— START OF Material shown —

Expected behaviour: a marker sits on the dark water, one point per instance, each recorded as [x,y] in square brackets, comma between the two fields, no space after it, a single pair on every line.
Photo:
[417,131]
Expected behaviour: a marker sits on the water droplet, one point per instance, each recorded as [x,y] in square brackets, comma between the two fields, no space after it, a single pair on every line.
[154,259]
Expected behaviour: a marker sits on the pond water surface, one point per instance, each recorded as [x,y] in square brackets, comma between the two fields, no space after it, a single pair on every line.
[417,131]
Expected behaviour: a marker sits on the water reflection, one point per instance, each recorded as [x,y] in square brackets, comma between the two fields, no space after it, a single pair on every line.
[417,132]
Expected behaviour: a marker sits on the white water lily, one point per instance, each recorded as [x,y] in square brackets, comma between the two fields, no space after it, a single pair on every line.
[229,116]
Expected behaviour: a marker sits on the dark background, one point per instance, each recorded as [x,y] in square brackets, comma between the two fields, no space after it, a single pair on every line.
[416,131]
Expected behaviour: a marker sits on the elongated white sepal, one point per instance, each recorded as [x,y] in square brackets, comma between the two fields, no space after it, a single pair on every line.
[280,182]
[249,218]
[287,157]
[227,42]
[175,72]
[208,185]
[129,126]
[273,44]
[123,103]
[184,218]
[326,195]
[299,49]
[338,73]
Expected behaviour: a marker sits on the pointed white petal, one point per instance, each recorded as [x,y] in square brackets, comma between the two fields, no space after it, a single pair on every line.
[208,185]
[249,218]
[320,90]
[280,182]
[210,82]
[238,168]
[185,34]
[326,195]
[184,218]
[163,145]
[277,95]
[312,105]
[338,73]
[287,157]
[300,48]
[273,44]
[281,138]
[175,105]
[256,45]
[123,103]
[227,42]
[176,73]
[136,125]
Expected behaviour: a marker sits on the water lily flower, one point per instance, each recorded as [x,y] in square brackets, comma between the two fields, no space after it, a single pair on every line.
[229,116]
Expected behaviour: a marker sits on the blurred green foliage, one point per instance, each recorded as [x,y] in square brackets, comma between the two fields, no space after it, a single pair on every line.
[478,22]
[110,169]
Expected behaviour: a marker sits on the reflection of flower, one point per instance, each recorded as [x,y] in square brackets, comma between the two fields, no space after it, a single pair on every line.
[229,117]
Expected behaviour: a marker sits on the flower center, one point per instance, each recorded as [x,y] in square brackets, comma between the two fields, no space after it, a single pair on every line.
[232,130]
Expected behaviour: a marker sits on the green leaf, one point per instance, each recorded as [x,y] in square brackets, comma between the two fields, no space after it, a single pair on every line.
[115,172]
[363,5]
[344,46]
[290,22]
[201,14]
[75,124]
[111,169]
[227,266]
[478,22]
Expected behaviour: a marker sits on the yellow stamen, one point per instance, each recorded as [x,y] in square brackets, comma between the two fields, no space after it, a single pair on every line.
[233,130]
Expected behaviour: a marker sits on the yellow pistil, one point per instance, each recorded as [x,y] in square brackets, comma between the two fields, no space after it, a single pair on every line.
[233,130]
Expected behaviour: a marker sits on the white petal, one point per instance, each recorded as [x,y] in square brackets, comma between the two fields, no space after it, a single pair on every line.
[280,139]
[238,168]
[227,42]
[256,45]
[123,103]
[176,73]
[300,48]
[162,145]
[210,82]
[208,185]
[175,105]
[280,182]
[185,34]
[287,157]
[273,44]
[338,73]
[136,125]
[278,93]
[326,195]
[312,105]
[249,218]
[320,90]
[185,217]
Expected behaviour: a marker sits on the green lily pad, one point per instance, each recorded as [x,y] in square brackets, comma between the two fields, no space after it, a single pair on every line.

— END OF Material shown —

Repeat, with no changes, each line from the one with "Expected behaviour: a marker sits on the blurred" to the end of the listing, including both ends and nothing else.

▸ **Final result**
Expected behaviour: a marker sits on the blurred green foliage, one point per instance, each recorded as [x,y] in square brackets, comma between the two fields, no space after it, a single pair on every line.
[478,22]
[110,169]
Expected behaviour: a marker sits on the reflection of flower, one point per instance, each recorded as [x,y] in square brackets, comma between the two fields, no space after it, a single pair on every line.
[229,117]
Expected behaviour: a marker sits on the flower center, one point per instance, each recorded as [x,y] in square brackets, comma between the two fields, no space after it, a single pair on every line.
[232,130]
Expected behaviour: a marker sits on the green leaf, one point per instance, each recorded as [x,y] in square brackets, comma between the two fields, no space after it, a single pair on every line.
[115,172]
[363,5]
[344,46]
[290,22]
[201,14]
[75,124]
[111,169]
[227,266]
[478,22]
Expected behaviour: a marker sits on the yellow stamen, one point per instance, each recorded as [x,y] in square brackets, comma between the two fields, no space after it, a single pair on every line.
[233,130]
Expected behaviour: a marker sits on the yellow pistil, one point per instance, each recorded as [x,y] in square brackets, comma between the two fields, no space after it, a single pair on every line.
[233,130]
Expected behaviour: a marker sits on the white petal, one point per instance, each recorded as [x,y] in square brackets, comma between the two fields, no space after it, a single pair on every line.
[280,139]
[238,168]
[227,42]
[256,45]
[123,103]
[176,73]
[300,48]
[162,145]
[210,82]
[208,185]
[175,105]
[280,182]
[185,34]
[287,157]
[273,44]
[338,73]
[136,125]
[278,93]
[326,195]
[312,105]
[249,218]
[320,90]
[185,217]
Expected behaviour: a marker sits on the green lily pad, one point per instance, each recorded as [x,y] in square brackets, comma between the two fields, no space after it, a single pair on every line.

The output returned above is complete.